• Provided passage:
— Start —
The worst case complexity of a Hash table look-up is O(n), but that's extremely unlikely given the above 2 assumptions.

Hashtables is a data structure that supports O(1) search and insertion.
A hashtable usually has a key and value pair, where the key is used to as the parameter to a function (a hash function) which will determine the location of the value in its internal data structure, usually an array.
As insertion and search only depends upon the result of the hash function and not on the size of the hashtable nor the number of elements stored, a hashtable has O(1) insertion and search.
There is one caveat, however. That is, as the hashtable becomes more and more full, there will be hash collisions where the hash function will return an element of an array which is already occupied. This will necesitate a collision resolution in order to find another empty element.
When a hash collision occurs, a search or insertion cannot be performed in O(1) time. However, good collision resolution algorithms can reduce the number of tries to find another suiteable empty spot or increasing the hashtable size can reduce the number of collisions in the first place.
So, in theory, only a hashtable backed by an array with an infinite number of elements and a perfect hash function would be able to achieve O(1) performance, as that is the only way to avoid hash collisions that drive up the number of required operations. Therefore, for any finite-sized array will at one time or another be less than O(1) due to hash collisions.
— End —
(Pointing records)
— Start —
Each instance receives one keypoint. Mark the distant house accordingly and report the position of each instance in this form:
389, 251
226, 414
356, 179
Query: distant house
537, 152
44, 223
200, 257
— End —
• Stated problem A:
Condense the paragraph of the hash table passage beginning "When a hash collision occurs" into a short list that keeps its main facts.
• Stated problem B:
Carry on the hash table passage, starting after its final sentence.

• Exercise output A:
- When a hash collision occurs, search or insertion cannot run in O(1) time.
- Good collision resolution algorithms can reduce the number of tries needed to find another suitable empty spot.
- Increasing the hashtable size can reduce the number of collisions in the first place.

• Exercise output B:
Let's take a look at an example. Let's use a hashtable to store the following (key, value) pairs:
(Name, Bob)
(Occupation, Student)
(Location, Earth)
We will implement the hashtable back-end with an array of 100 elements.
The key will be used to determine an element of the array to store the (key, value) pair. In order to determine the element, the hash_function will be used:
hash_function("Name") returns 18
hash_function("Occupation") returns 32
hash_function("Location") returns 74.
From the above result, we'll assign the (key, value) pairs into the elements of the array.
array[18] = ("Name", "Bob")
array[32] = ("Occupation", "Student")
array[74] = ("Location", "Earth")
The insertion only requires the use of a hash function, and does not depend on the size of the hashtable nor its elements, so it can be performed in O(1) time.
Similarly, searching for an element uses the hash function.
If we want to look up the key "Name", we'll perform a hash_function("Name") to find out which element in the array the desired value resides.
Also, searching does not depend on the size of the hashtable nor the number of elements stored, therefore an O(1) operation.
All is well. Let's try to add an additional entry of ("Pet", "Dog"). However, there is a problem, as hash_function("Pet") returns 18, which is the same hash for the "Name" key.
Therefore, we'll need to resolve this hash collision. Let's suppose that the hash collision resolving function we used found that the new empty element is 29:
array[29] = ("Pet", "Dog")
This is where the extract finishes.